++++ Text ++++

Volunteers with the Planet Hunters project, one of many citizen science programs under the umbrella of Zooniverse, harness the power of the human eye to examine Kepler light curves (a graph of a star’s changing light intensity over time), looking for repeating patterns that might indicate orbiting planets. They were the first to meet up with the perplexing KIC 8462852.



This magnitude +11.7 star in Cygnus, hotter and half again as big as the Sun, 1showed dips all over the place.2 Around Day 800 during Kepler’s run, it faded by 15% 3 then resumed a steady brightness until Days 1510-1570, when it underwent a whole series of dips including one that dimmed the star by 22%. That’s huge! Consider that an exo-Earth blocks only a fraction of a percent of a star’s light; even a Jupiter-sized world, the norm among extrasolar planets, soaks up about a percent.


1. Looks like a possible small cluster of asteroids without the dust that because the orbiting asteroid belt is far away from KIC the dust might not absorb as much light. 2. then a large object possibly a planet at day 800. then nothing for 710 days when the 22% dim and other dims take place.

Like I stated and even the article states Jupiter causes only a fraction of a percent of a dim.

That would make the comet swarm huge like the article refers to. Much larger than even Jupiter.

If we go back to AZ' roadrunner thrust move card experiment and look at the card as an object and us as Kepler looking at KIC from far away we can see that the objects would have to be closer to Earth than they were to KIC in order to block put that much light. But still a 15% and 22% dim could have resulted in a chance alignment of objects within the Oort cloud blocking out the light.
 
If the dim in light wasn't caused by huge planets or a comet swarm the only other celestial event that could cause a dim of 15% to 22% with smaller dims would have to be a WMAP Cold Spot.

Voids mentioned in the article have been found before but not as large. There could therefore possibly be regions of space where smaller WMAP's / CMB would be located.

If the idea proves true then it would prove that space is the thing that is moving. Because if the WMAP is a region in space that is a void then it wouldn't move and would remain stationary causing the same dim in light from KIC all of the time.

http://www.space.com/4271-huge-hole-universe.html

The CMB would cause photons to lose energy. In this case perhaps the CMB passed between Kepler and KIC and caused the photons to lose energy thus causing the dim in KIC 8462852.
 
So if a planar disk with thickness t and a sphere of equal opacity (1.0, i.e. completely opaque) and radius r were to occult a star of radius R at a distance d from the star very much greater than the distance from earth, the disk being at right angles to a line drawn between the earth and the star, you wouldn't calculate the percentage dimming as being equal to (r/R)^2 x 100% in both cases? You'd use the volumes instead? That's just incorrect. Consider holding up your thumb to the full moon and how a piece of thick card of similar shape to your thumb would have exactly the same effect on blocking the light.
I tried to explain this earlier in the thread. It didn't get through.

++++

**Requirement 1**
How would you render this sentence from the KIC 8462852 text in Spanish: "Consider that an exo-Earth blocks only a fraction of a percent of a star's light; even a Jupiter-sized world, the norm among extrasolar planets, soaks up about a percent."
**Requirement 2**
Can you print the KIC 8462852 text from "Voids mentioned in" to "of the time.", word for word?

++++ Provided information ++++

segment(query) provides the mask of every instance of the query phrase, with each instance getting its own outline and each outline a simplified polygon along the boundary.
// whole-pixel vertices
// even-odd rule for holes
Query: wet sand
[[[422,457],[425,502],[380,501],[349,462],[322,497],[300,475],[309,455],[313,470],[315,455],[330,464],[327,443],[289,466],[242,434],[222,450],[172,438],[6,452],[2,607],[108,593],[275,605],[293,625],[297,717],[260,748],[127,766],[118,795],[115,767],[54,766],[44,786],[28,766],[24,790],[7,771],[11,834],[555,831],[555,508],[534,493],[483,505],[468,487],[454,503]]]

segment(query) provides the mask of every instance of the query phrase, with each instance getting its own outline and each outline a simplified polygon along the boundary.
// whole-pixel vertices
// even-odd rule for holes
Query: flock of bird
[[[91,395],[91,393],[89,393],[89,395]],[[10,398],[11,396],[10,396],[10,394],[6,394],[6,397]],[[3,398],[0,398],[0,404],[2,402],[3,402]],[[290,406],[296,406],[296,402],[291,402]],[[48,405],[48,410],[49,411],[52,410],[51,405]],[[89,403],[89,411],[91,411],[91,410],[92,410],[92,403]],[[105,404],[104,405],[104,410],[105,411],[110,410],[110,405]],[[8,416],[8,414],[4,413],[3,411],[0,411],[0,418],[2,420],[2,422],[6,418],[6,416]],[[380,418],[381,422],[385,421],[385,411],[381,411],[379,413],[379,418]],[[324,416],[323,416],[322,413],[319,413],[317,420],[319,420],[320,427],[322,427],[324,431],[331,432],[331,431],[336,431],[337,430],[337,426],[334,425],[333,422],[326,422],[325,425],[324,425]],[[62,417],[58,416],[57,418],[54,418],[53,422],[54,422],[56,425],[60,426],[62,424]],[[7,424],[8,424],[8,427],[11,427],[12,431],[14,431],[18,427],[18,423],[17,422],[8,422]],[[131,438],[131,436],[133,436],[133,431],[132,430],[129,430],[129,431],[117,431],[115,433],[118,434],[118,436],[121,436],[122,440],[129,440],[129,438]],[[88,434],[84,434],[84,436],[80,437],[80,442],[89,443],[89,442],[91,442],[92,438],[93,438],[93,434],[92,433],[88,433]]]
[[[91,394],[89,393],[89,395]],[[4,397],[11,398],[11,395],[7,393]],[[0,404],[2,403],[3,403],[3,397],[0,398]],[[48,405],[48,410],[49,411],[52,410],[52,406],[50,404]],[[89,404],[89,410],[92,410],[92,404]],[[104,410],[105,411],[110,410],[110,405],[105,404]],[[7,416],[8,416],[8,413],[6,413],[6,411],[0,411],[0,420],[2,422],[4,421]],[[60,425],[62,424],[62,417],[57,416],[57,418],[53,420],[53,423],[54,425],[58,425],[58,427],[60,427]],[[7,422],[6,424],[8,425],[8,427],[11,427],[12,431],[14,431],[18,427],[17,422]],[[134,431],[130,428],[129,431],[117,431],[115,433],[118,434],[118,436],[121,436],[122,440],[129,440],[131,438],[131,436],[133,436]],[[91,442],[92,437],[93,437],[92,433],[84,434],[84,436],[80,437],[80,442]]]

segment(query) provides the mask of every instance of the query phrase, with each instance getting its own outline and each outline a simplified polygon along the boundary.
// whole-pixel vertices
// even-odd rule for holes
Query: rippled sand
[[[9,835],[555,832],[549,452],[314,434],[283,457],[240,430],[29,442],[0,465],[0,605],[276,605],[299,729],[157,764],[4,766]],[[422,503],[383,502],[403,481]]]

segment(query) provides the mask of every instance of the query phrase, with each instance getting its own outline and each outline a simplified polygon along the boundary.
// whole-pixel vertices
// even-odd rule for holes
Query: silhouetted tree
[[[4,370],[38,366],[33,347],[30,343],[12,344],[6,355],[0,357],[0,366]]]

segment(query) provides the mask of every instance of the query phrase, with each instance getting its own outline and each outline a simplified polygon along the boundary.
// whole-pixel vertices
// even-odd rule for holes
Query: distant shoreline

++++

**Correct result 1**
Considere que una exo-Tierra bloquea solo una fracción de un uno por ciento de la luz de una estrella; incluso un mundo del tamaño de Júpiter, lo habitual entre los planetas extrasolares, absorbe alrededor de un uno por ciento.

**Correct result 2**
Voids mentioned in the article have been found before but not as large. There could therefore possibly be regions of space where smaller WMAP's / CMB would be located.

If the idea proves true then it would prove that space is the thing that is moving. Because if the WMAP is a region in space that is a void then it wouldn't move and would remain stationary causing the same dim in light from KIC all of the time.